### Text section
From 2288a9a68175cec9f91afb52948ba585b690774b Mon Sep 17 00:00:00 2001
From: Jason Gunthorpe <jgg@mellanox.com>
Date: Thu, 5 Mar 2020 15:26:33 -0400
Subject: [PATCH 06/25] mm/hmm: return -EFAULT when setting HMM_PFN_ERROR on
 requested valid pages

hmm_range_fault() should never return 0 if the caller requested a valid
page, but the pfns output for that page would be HMM_PFN_ERROR.

hmm_pte_need_fault() must always be called before setting HMM_PFN_ERROR to
detect if the page is in faulting mode or not.

Fix two cases in hmm_vma_walk_pmd() and reorganize some of the duplicated
code.

Fixes: d08faca018c4 ("mm/hmm: properly handle migration pmd")
Fixes: da4c3c735ea4 ("mm/hmm/mirror: helper to snapshot CPU page table")
Reviewed-by: Ralph Campbell <rcampbell@nvidia.com>
Reviewed-by: Christoph Hellwig <hch@lst.de>
Signed-off-by: Jason Gunthorpe <jgg@mellanox.com>
---
 mm/hmm.c | 38 +++++++++++++++++++++-----------------
 1 file changed, 21 insertions(+), 17 deletions(-)

### Set tasks
1/ Decide whether each statement agrees with the commit message. Answer yes or no for each, quoting the deciding words from it. (a) hmm_pte_need_fault() has to be called before HMM_PFN_ERROR is set. (b) The patch changes two files. (c) The patch fixes three cases in hmm_vma_walk_pmd().
2/ In the records, substitute "hedge" for "shrub" from the line with "of the shrub" up to and including the line with "x=241, y=100". Give back only those lines, with nothing else altered.

### Provided data

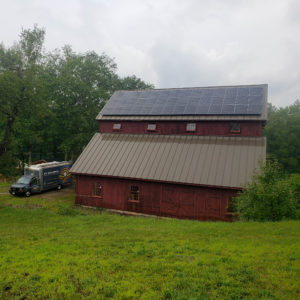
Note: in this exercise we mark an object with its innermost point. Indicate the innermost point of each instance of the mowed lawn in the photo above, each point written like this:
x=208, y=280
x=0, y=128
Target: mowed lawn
x=48, y=249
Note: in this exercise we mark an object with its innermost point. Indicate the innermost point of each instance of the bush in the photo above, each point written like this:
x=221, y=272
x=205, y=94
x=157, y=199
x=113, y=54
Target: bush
x=269, y=197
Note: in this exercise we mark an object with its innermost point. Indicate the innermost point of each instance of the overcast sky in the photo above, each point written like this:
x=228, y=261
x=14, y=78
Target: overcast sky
x=175, y=43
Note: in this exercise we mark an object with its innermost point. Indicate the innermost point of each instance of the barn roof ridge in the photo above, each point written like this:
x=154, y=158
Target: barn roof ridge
x=193, y=87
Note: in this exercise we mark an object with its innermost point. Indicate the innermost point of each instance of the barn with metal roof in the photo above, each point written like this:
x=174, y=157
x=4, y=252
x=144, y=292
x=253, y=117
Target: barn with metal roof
x=174, y=152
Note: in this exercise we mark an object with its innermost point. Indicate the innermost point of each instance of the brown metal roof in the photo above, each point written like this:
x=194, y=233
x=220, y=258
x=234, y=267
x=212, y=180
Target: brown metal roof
x=203, y=160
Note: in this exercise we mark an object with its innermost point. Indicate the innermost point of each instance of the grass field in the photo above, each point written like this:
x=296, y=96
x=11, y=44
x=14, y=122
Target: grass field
x=48, y=249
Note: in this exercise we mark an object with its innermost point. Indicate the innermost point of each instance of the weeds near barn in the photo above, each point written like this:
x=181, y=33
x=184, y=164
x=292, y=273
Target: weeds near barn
x=49, y=249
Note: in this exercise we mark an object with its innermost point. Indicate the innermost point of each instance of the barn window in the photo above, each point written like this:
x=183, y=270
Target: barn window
x=151, y=127
x=191, y=127
x=134, y=193
x=97, y=189
x=235, y=128
x=231, y=205
x=117, y=126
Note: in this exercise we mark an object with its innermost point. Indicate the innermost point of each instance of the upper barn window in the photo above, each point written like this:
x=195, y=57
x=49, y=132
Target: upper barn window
x=117, y=126
x=97, y=189
x=151, y=127
x=235, y=128
x=191, y=127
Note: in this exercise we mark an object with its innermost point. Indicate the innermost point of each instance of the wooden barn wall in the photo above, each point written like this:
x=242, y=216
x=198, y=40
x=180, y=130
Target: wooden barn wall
x=162, y=199
x=167, y=127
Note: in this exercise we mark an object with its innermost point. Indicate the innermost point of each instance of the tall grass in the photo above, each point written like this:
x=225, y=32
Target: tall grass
x=49, y=249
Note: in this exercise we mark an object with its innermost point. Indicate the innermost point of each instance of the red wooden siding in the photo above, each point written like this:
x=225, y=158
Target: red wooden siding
x=179, y=127
x=162, y=199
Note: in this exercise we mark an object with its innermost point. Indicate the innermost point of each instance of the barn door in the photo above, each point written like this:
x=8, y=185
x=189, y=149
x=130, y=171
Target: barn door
x=134, y=200
x=169, y=201
x=213, y=204
x=187, y=203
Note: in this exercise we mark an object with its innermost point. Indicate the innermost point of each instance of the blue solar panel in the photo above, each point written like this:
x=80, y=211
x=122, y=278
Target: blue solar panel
x=239, y=100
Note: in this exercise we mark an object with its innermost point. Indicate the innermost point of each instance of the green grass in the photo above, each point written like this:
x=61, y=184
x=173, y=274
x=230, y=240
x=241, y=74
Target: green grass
x=49, y=249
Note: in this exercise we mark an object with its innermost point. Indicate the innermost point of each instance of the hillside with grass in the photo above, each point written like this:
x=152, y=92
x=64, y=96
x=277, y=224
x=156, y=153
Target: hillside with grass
x=50, y=249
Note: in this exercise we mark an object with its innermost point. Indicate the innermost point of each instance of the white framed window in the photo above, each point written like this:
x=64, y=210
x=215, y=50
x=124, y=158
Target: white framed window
x=235, y=128
x=97, y=189
x=117, y=126
x=151, y=127
x=134, y=193
x=191, y=127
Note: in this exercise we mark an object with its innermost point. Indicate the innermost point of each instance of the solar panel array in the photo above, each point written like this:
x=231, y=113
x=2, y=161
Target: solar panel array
x=240, y=100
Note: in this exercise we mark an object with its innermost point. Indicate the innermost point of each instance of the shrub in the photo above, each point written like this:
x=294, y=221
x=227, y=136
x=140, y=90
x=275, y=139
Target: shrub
x=269, y=197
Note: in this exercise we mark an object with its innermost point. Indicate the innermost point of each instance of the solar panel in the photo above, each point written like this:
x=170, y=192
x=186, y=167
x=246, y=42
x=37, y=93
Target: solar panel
x=241, y=100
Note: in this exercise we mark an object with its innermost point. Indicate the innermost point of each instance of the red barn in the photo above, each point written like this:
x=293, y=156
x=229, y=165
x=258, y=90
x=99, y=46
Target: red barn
x=174, y=152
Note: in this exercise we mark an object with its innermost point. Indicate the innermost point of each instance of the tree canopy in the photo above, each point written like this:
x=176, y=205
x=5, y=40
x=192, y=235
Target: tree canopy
x=49, y=100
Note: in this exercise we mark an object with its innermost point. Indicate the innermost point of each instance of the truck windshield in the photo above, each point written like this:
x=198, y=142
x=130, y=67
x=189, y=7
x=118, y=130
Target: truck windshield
x=24, y=180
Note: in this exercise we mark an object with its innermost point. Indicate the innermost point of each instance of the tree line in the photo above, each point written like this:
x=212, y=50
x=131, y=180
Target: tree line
x=49, y=101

### Answers provided
1/
(a) Yes: "hmm_pte_need_fault() must always be called before setting HMM_PFN_ERROR to detect if the page is in faulting mode or not."
(b) No: "1 file changed, 21 insertions(+), 17 deletions(-)"
(c) No: "Fix two cases in hmm_vma_walk_pmd()"

2/
Note: in this exercise we mark an object with its innermost point. Indicate the innermost point of each instance of the hedge in the photo above, each point written like this:
x=294, y=221
x=227, y=136
x=140, y=90
x=275, y=139
Target: hedge
x=269, y=197
Note: in this exercise we mark an object with its innermost point. Indicate the innermost point of each instance of the solar panel in the photo above, each point written like this:
x=170, y=192
x=186, y=167
x=246, y=42
x=37, y=93
Target: solar panel
x=241, y=100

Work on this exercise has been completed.